The records are given next. Repeat each one exactly.

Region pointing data

☆ ☆ ☆

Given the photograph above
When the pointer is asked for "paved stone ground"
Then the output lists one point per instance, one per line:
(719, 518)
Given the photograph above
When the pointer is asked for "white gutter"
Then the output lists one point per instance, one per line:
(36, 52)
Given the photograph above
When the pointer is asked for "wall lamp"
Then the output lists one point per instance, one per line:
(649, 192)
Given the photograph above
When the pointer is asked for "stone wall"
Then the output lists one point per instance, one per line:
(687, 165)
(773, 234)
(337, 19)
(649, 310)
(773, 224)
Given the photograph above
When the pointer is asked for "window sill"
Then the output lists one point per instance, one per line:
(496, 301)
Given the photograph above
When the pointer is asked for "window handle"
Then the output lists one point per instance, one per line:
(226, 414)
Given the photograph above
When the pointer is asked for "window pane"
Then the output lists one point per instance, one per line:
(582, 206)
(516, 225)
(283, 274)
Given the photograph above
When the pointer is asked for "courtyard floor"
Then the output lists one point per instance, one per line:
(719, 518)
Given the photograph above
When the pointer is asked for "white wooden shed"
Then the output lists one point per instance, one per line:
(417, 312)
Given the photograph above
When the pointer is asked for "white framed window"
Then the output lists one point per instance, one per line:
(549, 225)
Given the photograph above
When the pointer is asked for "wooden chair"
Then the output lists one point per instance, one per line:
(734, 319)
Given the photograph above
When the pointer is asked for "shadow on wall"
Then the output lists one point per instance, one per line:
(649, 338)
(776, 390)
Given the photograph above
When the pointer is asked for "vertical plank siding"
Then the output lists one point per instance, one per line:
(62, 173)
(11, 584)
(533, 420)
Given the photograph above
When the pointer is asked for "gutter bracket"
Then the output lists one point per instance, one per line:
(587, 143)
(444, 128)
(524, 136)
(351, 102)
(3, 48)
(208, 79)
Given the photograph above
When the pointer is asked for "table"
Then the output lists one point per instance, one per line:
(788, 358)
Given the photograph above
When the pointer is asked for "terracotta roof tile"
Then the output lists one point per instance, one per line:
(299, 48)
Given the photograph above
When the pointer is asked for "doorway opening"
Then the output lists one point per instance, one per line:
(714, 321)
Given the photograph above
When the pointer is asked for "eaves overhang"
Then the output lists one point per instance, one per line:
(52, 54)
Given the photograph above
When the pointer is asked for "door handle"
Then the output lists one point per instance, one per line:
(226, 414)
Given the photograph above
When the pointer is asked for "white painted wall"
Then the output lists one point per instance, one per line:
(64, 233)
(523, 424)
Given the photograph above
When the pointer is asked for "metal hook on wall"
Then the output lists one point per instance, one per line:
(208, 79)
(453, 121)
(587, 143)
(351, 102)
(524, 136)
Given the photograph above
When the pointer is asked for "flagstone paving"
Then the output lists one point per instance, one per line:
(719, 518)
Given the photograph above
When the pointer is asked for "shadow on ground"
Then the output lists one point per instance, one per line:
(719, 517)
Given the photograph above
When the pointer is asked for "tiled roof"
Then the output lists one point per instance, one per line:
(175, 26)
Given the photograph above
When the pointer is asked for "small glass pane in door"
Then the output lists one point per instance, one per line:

☆ ☆ ☆

YOUR SOLUTION:
Given the photograph above
When the pointer is asked for "paved stone ground"
Then the output lists one point per instance, one per line:
(719, 518)
Given the photograph above
When the pointer is asked for "white gutter"
Then the output lists one point per instance, one per line:
(36, 52)
Given the photograph above
When the pointer is asked for "wall lamp"
Then the output lists one point per instance, one per line:
(649, 192)
Given the photograph above
When the pointer is asked for "stone wall"
Then the output lists one point per instance, one per line:
(687, 165)
(773, 234)
(337, 19)
(649, 310)
(773, 224)
Given the photograph above
When the pointer is asked for "window sill"
Then the output lists one point per instance, one per line:
(496, 301)
Given the photograph above
When the pointer is asked for "window handle"
Then the output lists one point per instance, one per line:
(226, 414)
Given the photograph above
When the pointer is asked for "window pane"
Then the output lists one point per instance, one per line:
(582, 206)
(516, 225)
(283, 274)
Given the photograph above
When the pointer is asked for "courtyard floor"
Then the output lists one point per instance, one per line:
(719, 518)
Given the photograph above
When the pointer is asked for "white wooden shed"
Then the output lists one point per instance, one per line:
(417, 312)
Given the photograph above
When the pointer is asked for "white framed window"
Then the output lists one point per instance, one per line:
(549, 225)
Given the photograph above
When the pointer is asked for "wooden chair"
Then the output lists one point per instance, one per line:
(734, 319)
Given the photograph above
When the pointer is asked for "shadow on wall"
Then the output lists one point per instance, one per line:
(649, 338)
(776, 390)
Given the photograph above
When the pointer is asked for "vertical plank siding"
Then the output lists one point per instance, one per line:
(62, 173)
(11, 584)
(533, 420)
Given the photograph above
When the pointer is asked for "gutter bracket"
Then the output lists one point per instance, one per line:
(587, 143)
(444, 128)
(524, 136)
(351, 102)
(3, 48)
(208, 79)
Given the photograph above
When the pointer is asked for "table"
Then the output lists one point per instance, one per line:
(788, 358)
Given the photograph above
When the pointer is asked for "terracotta roof tile"
Then the output lists one point per instance, one per line:
(299, 48)
Given the photograph above
When the pointer is asked for "doorway opening"
Then the output lists one point per instance, one per line:
(714, 321)
Given the photograph above
When the pointer is asked for "eaves overhang"
Then the output lists one point per instance, one per line:
(52, 54)
Given the photograph above
When the pointer is asked for "door handle"
Then the output lists one point per instance, one per line:
(226, 414)
Given the photograph above
When the pointer is asked for "white painted wall"
Then the output lists one point per instance, one per line:
(64, 233)
(523, 424)
Given the photograph above
When the pointer is asked for "metal hook on wall"
Then the output lists one point per instance, one per line:
(208, 79)
(453, 121)
(587, 143)
(351, 102)
(524, 136)
Given the photograph above
When the pointer is asked for "flagstone paving"
Then the output lists one point per instance, one per line:
(719, 518)
Given the photograph above
When the pointer is asked for "shadow on ground"
Then the output lists one point per instance, one per line:
(719, 517)
Given the photograph above
When the pointer is asked for "tiled roof"
Then the output lists one point per instance, one per line:
(175, 26)
Given the photograph above
When the pointer is asked for "small glass pane in door"
Then the output lists one point per instance, one per line:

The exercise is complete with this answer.